- _Problem to work on_
Please restate each line of the material word for word and omit any pictures.
☆ ☆ ☆ ☆ ☆ ☆ ☆
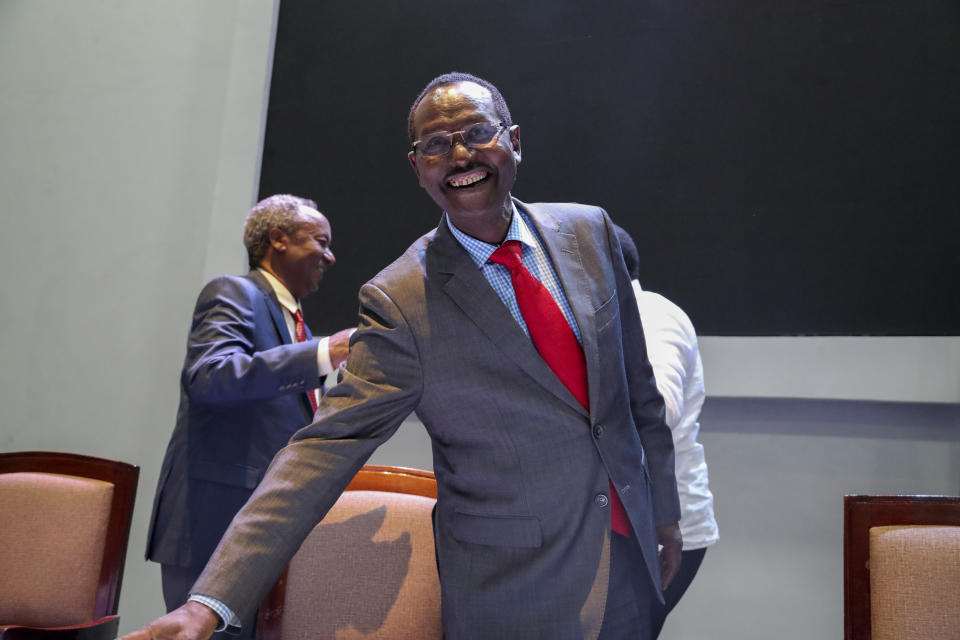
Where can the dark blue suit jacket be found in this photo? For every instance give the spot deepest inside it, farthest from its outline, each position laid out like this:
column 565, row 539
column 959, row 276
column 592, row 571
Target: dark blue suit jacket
column 242, row 395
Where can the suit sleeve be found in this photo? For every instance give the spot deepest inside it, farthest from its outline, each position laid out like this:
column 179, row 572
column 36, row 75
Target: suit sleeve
column 381, row 387
column 645, row 400
column 224, row 366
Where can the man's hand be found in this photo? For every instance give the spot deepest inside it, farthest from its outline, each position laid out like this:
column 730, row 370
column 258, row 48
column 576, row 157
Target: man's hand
column 192, row 621
column 339, row 346
column 671, row 543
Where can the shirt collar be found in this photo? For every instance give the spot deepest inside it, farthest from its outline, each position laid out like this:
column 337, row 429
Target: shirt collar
column 286, row 299
column 481, row 251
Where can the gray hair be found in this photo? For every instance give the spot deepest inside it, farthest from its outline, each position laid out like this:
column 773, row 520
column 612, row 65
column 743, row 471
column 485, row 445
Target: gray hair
column 281, row 211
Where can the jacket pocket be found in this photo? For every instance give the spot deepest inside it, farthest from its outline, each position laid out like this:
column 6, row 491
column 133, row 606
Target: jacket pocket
column 497, row 531
column 235, row 475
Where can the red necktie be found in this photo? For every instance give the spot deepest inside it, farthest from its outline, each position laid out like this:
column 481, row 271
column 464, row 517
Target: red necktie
column 556, row 343
column 301, row 330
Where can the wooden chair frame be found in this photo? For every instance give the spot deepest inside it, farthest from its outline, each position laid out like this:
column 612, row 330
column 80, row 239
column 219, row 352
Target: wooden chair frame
column 124, row 478
column 860, row 513
column 370, row 478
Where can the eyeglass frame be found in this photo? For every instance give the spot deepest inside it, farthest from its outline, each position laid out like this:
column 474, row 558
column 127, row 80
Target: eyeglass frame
column 501, row 127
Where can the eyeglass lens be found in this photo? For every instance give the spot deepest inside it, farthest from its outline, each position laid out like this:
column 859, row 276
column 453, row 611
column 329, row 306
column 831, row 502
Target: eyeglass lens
column 473, row 136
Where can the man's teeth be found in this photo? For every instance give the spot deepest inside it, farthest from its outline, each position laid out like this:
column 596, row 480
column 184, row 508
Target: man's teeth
column 468, row 179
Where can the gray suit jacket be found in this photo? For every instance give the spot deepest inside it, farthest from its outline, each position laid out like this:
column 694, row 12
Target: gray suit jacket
column 522, row 522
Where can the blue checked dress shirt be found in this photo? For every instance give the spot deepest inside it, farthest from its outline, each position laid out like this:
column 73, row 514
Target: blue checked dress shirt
column 534, row 258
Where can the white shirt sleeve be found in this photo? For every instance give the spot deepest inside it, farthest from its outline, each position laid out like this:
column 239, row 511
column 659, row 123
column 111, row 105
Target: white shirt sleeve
column 675, row 357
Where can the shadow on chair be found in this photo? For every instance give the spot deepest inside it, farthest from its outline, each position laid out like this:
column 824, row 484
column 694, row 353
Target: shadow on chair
column 63, row 542
column 368, row 570
column 901, row 557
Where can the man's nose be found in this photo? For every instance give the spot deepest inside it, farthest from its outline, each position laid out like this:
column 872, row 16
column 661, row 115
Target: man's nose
column 459, row 150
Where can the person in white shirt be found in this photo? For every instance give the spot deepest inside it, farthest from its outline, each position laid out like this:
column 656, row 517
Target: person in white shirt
column 675, row 357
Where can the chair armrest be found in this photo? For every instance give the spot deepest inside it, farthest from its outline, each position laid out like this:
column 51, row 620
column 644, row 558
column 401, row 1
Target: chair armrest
column 103, row 629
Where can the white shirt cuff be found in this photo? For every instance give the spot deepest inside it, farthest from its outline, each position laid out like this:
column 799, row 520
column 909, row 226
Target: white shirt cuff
column 323, row 356
column 227, row 617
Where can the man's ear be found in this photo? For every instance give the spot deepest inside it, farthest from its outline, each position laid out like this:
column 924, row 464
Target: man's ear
column 278, row 239
column 515, row 141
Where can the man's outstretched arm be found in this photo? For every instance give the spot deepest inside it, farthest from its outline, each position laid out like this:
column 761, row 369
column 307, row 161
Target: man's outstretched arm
column 192, row 621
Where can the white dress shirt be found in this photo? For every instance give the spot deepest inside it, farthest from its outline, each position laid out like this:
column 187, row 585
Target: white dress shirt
column 291, row 306
column 675, row 357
☆ ☆ ☆ ☆ ☆ ☆ ☆
- _Response area_
Where can the dark blue suit jacket be found in this photo? For every instance give the spot deepest inside it, farthest from its outline, each position laid out like this:
column 565, row 539
column 959, row 276
column 592, row 571
Target: dark blue suit jacket
column 242, row 395
Where can the suit sleeve be found in this photo? For every instance give the spot deepest inside it, farthest from its outline, each position laid out like this:
column 179, row 572
column 36, row 75
Target: suit sleeve
column 381, row 387
column 645, row 400
column 224, row 366
Where can the man's hand be found in this photo? For every instance give the spot deepest inside it, farthest from its outline, each position laid out like this:
column 730, row 370
column 258, row 48
column 576, row 157
Target: man's hand
column 192, row 621
column 339, row 346
column 671, row 543
Where can the shirt collar be found in this photo? For every instance give the spot deepest inside it, farthest from its outline, each position laid out like this:
column 337, row 429
Target: shirt collar
column 286, row 299
column 481, row 251
Where can the gray hair be found in this photo? For every instance give the spot deepest inside it, farthest from its outline, each position laid out like this:
column 773, row 520
column 612, row 65
column 743, row 471
column 485, row 445
Target: gray hair
column 281, row 211
Where can the jacket pocket be found in this photo? For every instance give the spot deepest inside it, farthest from its outline, each position laid out like this:
column 6, row 491
column 133, row 606
Target: jacket pocket
column 497, row 531
column 235, row 475
Where can the red necktie be found in this photo? For every instance give the spot deepest inside it, farthest from its outline, each position laid out like this:
column 481, row 271
column 464, row 517
Target: red necktie
column 556, row 343
column 301, row 330
Where can the wooden chair frame be found in this photo? For every instance give the spot deepest inside it, farthest from its outline, each position laid out like this:
column 612, row 330
column 80, row 239
column 219, row 352
Target: wooden chair frame
column 124, row 478
column 860, row 513
column 370, row 478
Where can the eyeglass frame be found in this photo? For every instance give the spot deepest inside it, farthest from its outline, each position laid out like this:
column 474, row 558
column 127, row 80
Target: eyeglass frame
column 501, row 127
Where can the eyeglass lens be found in this photo? For every instance give the spot deepest inside it, farthest from its outline, each position laid out like this:
column 859, row 276
column 453, row 611
column 329, row 306
column 831, row 502
Target: eyeglass lens
column 473, row 136
Where can the man's teeth be found in this photo? For every instance give the spot deepest inside it, farthest from its outline, each position laid out like this:
column 596, row 480
column 184, row 508
Target: man's teeth
column 468, row 179
Where can the gray suit jacket be found in this photo? For every instance give the spot deepest inside it, farthest from its outline, each position laid out like this:
column 694, row 12
Target: gray suit jacket
column 522, row 522
Where can the blue checked dress shirt be found in this photo? For every instance give the spot deepest inside it, farthest from its outline, each position laid out like this:
column 73, row 514
Target: blue checked dress shirt
column 534, row 258
Where can the white shirt sleeve be found in this photo? For every instance give the spot deepest inside it, farthest from its outline, each position laid out like this:
column 239, row 511
column 659, row 123
column 111, row 105
Target: white shirt sleeve
column 675, row 357
Where can the shadow on chair be found in this photo? For every instance give the spot deepest inside it, farthest from its outline, each position laid out like this:
column 824, row 484
column 694, row 353
Target: shadow on chair
column 63, row 542
column 368, row 570
column 901, row 557
Where can the man's nose be found in this photo? For every instance give the spot deepest inside it, farthest from its outline, each position laid out like this:
column 872, row 16
column 661, row 115
Target: man's nose
column 459, row 150
Where can the person in white shirt be found in this photo? For every instance give the spot deepest inside it, farthest from its outline, each position laid out like this:
column 656, row 517
Target: person in white shirt
column 675, row 357
Where can the chair armrest be found in this photo? For every instance give the spot deepest inside it, farthest from its outline, each position laid out like this:
column 51, row 620
column 644, row 558
column 401, row 1
Target: chair armrest
column 103, row 629
Where can the white shirt cuff be found in this photo? For every instance give the spot deepest inside it, farthest from its outline, each position laid out like this:
column 799, row 520
column 909, row 226
Target: white shirt cuff
column 323, row 356
column 227, row 617
Where can the man's ear be found in this photo? For every instance give the spot deepest inside it, farthest from its outline, each position laid out like this:
column 924, row 464
Target: man's ear
column 278, row 239
column 515, row 141
Where can the man's outstretched arm be found in this photo? For every instance give the spot deepest inside it, farthest from its outline, each position laid out like this:
column 761, row 369
column 307, row 161
Target: man's outstretched arm
column 192, row 621
Where can the white dress shirt be found in this photo? For every instance give the spot deepest inside it, farthest from its outline, each position laid out like this:
column 187, row 585
Target: white dress shirt
column 291, row 306
column 675, row 357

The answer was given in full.